**Collection entries:**
--------------------

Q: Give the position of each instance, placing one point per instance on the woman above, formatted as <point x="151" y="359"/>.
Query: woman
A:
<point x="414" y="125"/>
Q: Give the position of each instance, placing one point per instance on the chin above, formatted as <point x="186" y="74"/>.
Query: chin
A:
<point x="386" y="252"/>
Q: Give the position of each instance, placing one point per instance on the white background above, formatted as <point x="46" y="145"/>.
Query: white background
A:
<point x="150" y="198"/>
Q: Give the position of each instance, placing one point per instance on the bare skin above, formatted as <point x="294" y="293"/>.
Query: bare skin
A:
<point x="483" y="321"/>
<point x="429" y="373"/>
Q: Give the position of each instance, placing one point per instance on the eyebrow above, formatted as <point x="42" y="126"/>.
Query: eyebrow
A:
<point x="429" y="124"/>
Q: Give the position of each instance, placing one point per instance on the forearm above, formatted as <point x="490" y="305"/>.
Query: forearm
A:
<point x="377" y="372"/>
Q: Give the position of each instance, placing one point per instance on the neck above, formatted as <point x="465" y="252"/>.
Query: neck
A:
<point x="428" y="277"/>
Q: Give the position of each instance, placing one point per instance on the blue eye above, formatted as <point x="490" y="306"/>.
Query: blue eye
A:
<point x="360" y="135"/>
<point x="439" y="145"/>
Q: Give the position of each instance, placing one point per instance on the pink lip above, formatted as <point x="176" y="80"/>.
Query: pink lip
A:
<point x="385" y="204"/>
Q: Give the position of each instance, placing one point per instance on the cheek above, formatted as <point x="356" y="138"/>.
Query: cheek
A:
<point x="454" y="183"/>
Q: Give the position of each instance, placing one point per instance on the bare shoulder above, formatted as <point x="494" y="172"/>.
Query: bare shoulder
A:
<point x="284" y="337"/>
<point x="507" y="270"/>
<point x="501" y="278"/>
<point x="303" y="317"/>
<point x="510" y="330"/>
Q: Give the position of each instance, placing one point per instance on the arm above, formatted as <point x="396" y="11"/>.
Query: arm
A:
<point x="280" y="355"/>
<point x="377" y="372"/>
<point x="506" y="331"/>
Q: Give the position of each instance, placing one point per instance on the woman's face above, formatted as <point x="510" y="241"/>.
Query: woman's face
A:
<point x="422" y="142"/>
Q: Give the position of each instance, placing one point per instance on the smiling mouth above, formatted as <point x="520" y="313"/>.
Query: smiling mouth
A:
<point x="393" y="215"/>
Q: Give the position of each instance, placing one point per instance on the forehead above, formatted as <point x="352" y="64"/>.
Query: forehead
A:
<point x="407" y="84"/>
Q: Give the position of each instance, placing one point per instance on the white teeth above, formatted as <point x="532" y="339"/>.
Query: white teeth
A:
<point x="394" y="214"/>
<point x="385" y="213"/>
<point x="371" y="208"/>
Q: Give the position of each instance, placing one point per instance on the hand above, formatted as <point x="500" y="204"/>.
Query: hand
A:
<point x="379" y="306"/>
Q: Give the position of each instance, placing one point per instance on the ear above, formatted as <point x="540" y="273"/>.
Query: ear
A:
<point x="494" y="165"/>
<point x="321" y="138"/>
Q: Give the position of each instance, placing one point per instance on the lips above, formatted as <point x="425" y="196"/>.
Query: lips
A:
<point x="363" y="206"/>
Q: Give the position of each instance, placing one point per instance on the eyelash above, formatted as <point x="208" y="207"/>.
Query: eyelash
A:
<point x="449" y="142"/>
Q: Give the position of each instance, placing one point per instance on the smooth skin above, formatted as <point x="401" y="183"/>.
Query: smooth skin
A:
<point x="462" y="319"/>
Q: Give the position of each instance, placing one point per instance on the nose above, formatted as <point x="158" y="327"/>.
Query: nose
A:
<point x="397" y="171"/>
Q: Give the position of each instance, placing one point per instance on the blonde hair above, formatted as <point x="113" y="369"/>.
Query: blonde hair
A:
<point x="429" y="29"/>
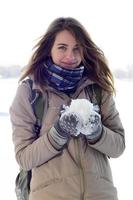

--------------------

**Your instructions:** Please reproduce the part of the items that opens with the line containing "on the nose" and continues through the end of the items, substituting "golden hair" for "blonde hair" and keeping everything else unchanged. Omit the pictures from your answer.

**Final result:**
Q: Give the position of each instance, placing one point per instance on the nose above, formatted as <point x="158" y="327"/>.
Query: nose
A:
<point x="397" y="171"/>
Q: Give the position of each instance, placing one point per instance on the golden hair above, formatted as <point x="113" y="369"/>.
Query: golden hair
A:
<point x="429" y="29"/>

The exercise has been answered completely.